_Given problem_. Please reproduce every one of the records below word for word, leaving out the pictures.

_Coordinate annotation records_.
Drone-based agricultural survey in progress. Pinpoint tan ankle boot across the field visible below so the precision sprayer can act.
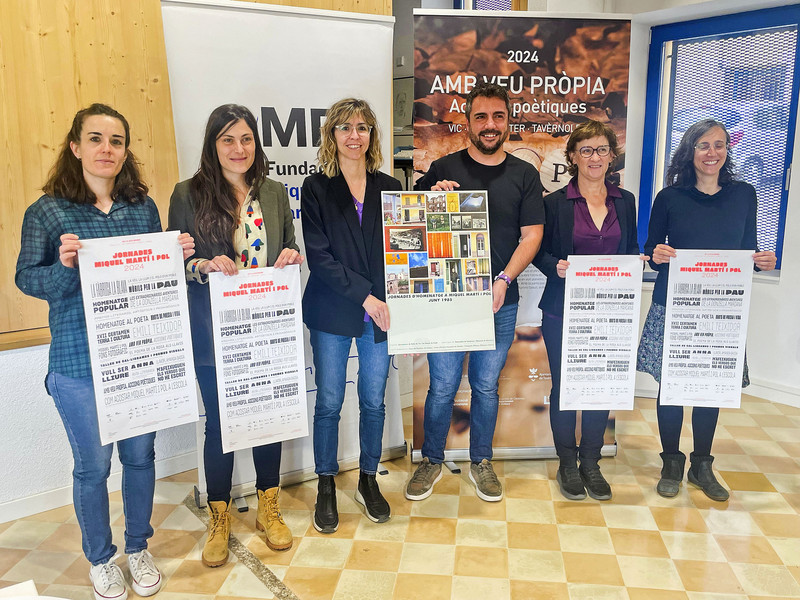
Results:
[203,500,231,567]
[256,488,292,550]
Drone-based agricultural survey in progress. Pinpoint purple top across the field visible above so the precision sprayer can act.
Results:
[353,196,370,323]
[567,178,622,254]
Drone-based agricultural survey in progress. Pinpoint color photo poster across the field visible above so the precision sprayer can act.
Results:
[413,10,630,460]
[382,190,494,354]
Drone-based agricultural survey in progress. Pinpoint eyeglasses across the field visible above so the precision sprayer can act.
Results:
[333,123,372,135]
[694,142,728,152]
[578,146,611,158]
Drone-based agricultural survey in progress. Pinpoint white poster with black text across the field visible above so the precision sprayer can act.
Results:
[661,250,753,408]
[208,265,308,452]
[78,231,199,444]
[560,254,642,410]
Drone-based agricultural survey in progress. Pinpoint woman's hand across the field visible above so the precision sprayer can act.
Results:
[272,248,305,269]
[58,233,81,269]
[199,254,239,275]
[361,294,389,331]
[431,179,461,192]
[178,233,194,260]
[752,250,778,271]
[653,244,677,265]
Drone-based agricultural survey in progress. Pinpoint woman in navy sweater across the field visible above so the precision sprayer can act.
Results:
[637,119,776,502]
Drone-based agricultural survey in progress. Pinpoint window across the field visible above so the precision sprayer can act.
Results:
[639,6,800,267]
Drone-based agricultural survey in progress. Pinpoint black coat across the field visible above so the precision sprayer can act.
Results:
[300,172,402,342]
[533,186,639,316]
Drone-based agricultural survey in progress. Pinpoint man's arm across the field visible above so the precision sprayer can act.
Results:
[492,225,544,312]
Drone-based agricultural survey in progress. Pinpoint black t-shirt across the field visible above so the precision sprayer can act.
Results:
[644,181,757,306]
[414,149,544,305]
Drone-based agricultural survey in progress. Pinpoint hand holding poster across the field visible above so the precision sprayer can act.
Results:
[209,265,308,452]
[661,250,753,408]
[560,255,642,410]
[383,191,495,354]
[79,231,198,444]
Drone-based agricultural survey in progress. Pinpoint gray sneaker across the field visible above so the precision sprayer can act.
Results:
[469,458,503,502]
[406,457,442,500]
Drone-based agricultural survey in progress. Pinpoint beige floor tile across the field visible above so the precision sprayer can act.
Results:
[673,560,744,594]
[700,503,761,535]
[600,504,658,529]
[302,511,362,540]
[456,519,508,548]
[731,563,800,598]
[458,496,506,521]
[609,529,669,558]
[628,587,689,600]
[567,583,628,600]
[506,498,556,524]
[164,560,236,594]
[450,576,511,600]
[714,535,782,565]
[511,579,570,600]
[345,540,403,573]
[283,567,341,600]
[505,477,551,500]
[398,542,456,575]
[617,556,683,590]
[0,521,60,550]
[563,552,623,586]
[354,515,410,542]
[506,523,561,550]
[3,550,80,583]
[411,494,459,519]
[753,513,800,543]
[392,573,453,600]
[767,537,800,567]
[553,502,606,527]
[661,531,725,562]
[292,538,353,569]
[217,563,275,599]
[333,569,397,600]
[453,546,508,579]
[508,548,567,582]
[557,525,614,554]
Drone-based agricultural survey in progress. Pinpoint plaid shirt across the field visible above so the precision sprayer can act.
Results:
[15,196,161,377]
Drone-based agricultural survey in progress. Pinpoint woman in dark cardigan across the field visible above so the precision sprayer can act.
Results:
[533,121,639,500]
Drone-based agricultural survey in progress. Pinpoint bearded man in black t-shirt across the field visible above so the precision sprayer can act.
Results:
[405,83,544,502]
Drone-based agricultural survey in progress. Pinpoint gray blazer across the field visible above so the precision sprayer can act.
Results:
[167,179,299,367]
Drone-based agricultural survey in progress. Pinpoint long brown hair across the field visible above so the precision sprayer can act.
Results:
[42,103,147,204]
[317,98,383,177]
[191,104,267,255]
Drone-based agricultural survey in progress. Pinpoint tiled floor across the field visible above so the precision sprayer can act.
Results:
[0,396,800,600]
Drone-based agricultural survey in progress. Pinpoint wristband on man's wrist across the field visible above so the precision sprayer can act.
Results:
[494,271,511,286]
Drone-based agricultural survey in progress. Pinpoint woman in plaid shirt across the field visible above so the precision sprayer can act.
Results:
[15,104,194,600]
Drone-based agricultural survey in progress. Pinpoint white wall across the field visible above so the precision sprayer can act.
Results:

_Answer to the problem_.
Drone-based agricultural survey in progress. Pinpoint tan ankle boot across the field visible below so the precision sprayer can act.
Results:
[203,500,231,567]
[256,488,292,550]
Drone-based agricultural survey in progress. Pinpoint purple top across the field visible above so the precision sprayer can act.
Results:
[353,196,370,323]
[567,178,622,254]
Drone-based agricultural survey in progress. Pinpoint color photo poster across the field visible above so the precision sprayer can act.
Results:
[413,10,630,460]
[382,190,494,354]
Drone-based agricultural survey in progress. Pinpoint eyeglasses across the field visible above so the precision sprayer can act.
Results:
[333,123,372,135]
[694,142,728,152]
[578,146,611,158]
Drone-based agricultural survey in progress. Pinpoint white poster with black text across the field visible above so the precision sprayer can act.
Results:
[661,250,753,408]
[208,265,308,452]
[78,231,199,444]
[560,254,642,410]
Drone-based agricultural survey in progress. Pinpoint woman's hand across the field visible above so the precision sprayer can act.
Results:
[272,248,305,269]
[58,233,81,269]
[199,254,239,275]
[361,294,389,331]
[431,179,461,192]
[178,233,194,260]
[752,250,778,271]
[653,244,677,265]
Drone-based agricultural survey in progress. Pinpoint woman in navy sweater across the field visible above so the precision sprayer can act.
Results:
[637,119,776,502]
Drone-based agricultural survey in progress. Pinpoint window across the field visible above so the precision sprayer can act.
Results:
[639,6,800,267]
Drone-based agricultural survey in progress. Pinpoint black coat across the field visible above so the precision sprayer can act.
Results:
[300,172,402,342]
[533,186,639,316]
Drone-based agricultural survey in progress. Pinpoint man's arm across the field visible above so the precision sprayer can act.
Results:
[492,225,544,312]
Drone-based agricultural survey in progress. Pinpoint black t-shirt across the field visible above so the precision sprayer can act.
Results:
[644,181,757,306]
[414,149,544,305]
Drone-based agricultural survey in progress. Pinpoint hand holding poster across the field visible above so the precision sprayer can act.
Results:
[209,265,308,452]
[661,250,753,408]
[560,255,642,410]
[383,191,495,354]
[79,231,198,444]
Drone-based agricultural survey in progress. Pinpoint gray sneaker across the field visible above so the precision sprayer can act.
Results:
[469,458,503,502]
[406,457,442,500]
Drone-based agricultural survey in progress. Pinpoint beige floor tile across the field visible above so the precision sprayer can act.
Results:
[673,560,744,594]
[700,503,761,535]
[600,504,658,529]
[302,511,362,540]
[456,519,508,548]
[731,563,800,598]
[458,496,506,521]
[609,529,669,558]
[628,587,689,600]
[567,583,628,600]
[506,498,556,524]
[164,560,236,594]
[450,576,511,600]
[714,535,782,565]
[511,579,570,600]
[345,540,403,573]
[283,567,341,600]
[505,477,551,500]
[398,542,456,575]
[617,556,683,590]
[0,521,60,550]
[563,552,623,586]
[354,515,410,542]
[506,523,561,550]
[3,550,80,583]
[411,494,459,519]
[753,513,800,543]
[392,573,453,600]
[767,537,800,567]
[553,502,606,527]
[661,531,725,562]
[292,538,353,569]
[217,563,275,599]
[333,569,397,600]
[453,546,508,579]
[508,548,567,582]
[557,525,614,554]
Drone-based agricultural survey in progress. Pinpoint plaid shirt across the field visible above so the precision sprayer can act.
Results:
[15,196,161,377]
Drone-based agricultural survey in progress. Pinpoint woman in dark cardigan across the field visible above so the precision sprayer can act.
Results:
[533,121,639,500]
Drone-based agricultural survey in progress. Pinpoint bearded man in black t-shirt across the field visible above so the precision sprayer can act.
Results:
[405,83,544,502]
Drone-based agricultural survey in progress. Pinpoint gray blazer across the field visible above so the precision sprayer can act.
Results:
[167,179,299,367]
Drone-based agricultural survey in progress. Pinpoint long brown hair across the field visible above so the precision sprayer can act.
Results:
[42,103,147,204]
[317,98,383,177]
[191,104,267,255]
Drone-based agricultural survey in progress. Pinpoint tiled floor across the field visible above so the precision sprayer can act.
Results:
[0,396,800,600]
Drone-based agricultural survey in progress. Pinpoint wristband on man's wrist across the field visible above so the precision sprayer can act.
Results:
[494,271,511,286]
Drone-based agricultural survey in progress. Pinpoint woman in plaid shirt across the field visible above so the precision sprayer can act.
Results:
[15,104,194,600]
Drone-based agricultural survey in progress. Pinpoint white wall across the field visible above so the precision sprayer can act.
Results:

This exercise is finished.